• _Work order_: Repeat each record below exactly, omitting whatever pictures appear in it.

************

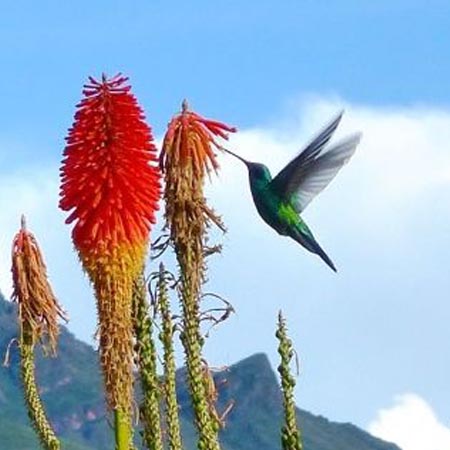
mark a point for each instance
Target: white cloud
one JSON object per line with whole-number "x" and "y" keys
{"x": 412, "y": 424}
{"x": 403, "y": 156}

************

• _Output for this exercise_:
mark a point for each instance
Target: white cloud
one JSON object per line with whole-number "x" and "y" keys
{"x": 412, "y": 424}
{"x": 403, "y": 156}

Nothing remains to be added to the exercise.